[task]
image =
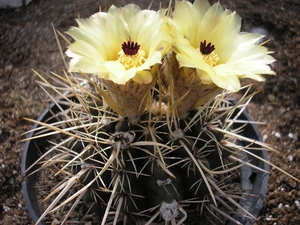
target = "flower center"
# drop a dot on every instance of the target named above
(207, 51)
(131, 56)
(130, 48)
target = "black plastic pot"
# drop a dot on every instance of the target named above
(253, 182)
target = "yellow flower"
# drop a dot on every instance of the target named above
(119, 45)
(208, 38)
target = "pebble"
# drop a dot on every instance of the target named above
(277, 135)
(290, 158)
(6, 208)
(291, 135)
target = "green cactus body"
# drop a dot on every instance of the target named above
(153, 170)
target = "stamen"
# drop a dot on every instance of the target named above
(130, 48)
(206, 49)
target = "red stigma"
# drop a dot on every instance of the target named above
(206, 49)
(130, 48)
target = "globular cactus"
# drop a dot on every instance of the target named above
(163, 168)
(148, 138)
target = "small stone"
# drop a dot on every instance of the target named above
(291, 135)
(271, 98)
(6, 208)
(277, 135)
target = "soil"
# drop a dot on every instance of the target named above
(27, 41)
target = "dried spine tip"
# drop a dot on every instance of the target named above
(130, 48)
(169, 210)
(206, 49)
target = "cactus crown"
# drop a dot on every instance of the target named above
(155, 142)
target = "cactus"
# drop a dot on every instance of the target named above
(137, 150)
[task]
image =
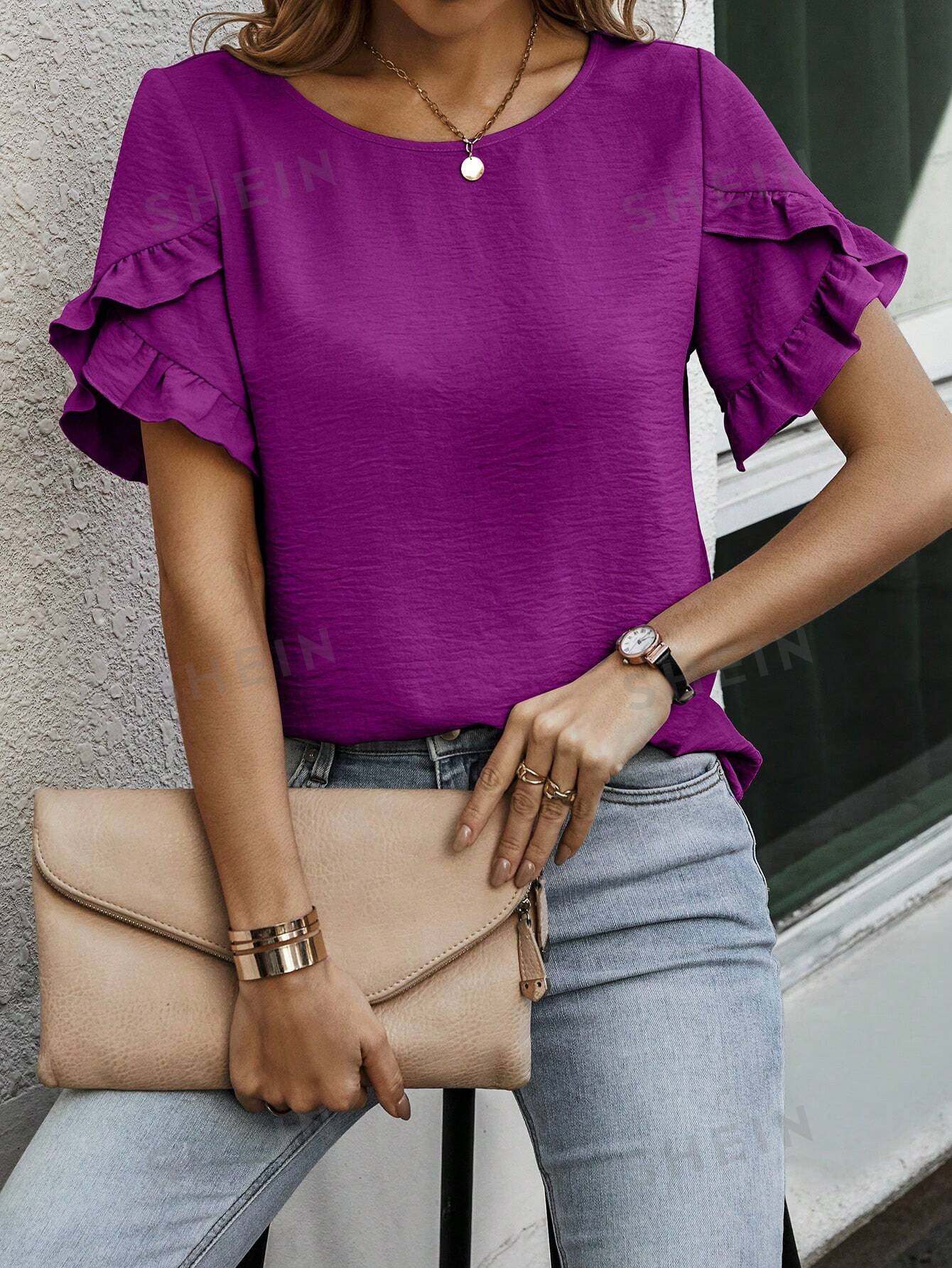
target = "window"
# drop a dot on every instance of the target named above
(853, 713)
(853, 717)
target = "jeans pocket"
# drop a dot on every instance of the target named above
(653, 776)
(751, 833)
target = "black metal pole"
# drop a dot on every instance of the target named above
(457, 1178)
(255, 1258)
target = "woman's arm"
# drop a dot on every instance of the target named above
(893, 496)
(298, 1040)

* Задание:
Покажите все строки приведенных выше записей, в которых встречается слово «cactus».

* Ответ к заданию:
target = "green cactus body"
target = "globular cactus"
target = "cactus crown"
target = "cactus"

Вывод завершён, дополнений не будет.